Return each of the items below unchanged, line for line.

Stored items
------------------------------------------------
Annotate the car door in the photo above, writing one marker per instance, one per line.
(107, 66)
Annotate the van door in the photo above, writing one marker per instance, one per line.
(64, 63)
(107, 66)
------------------------------------------------
The result
Annotate the car door in the photo above, writing one marker per instance, one per line.
(107, 66)
Annotate the van door in the photo above, writing one marker per instance, one per line.
(64, 63)
(107, 66)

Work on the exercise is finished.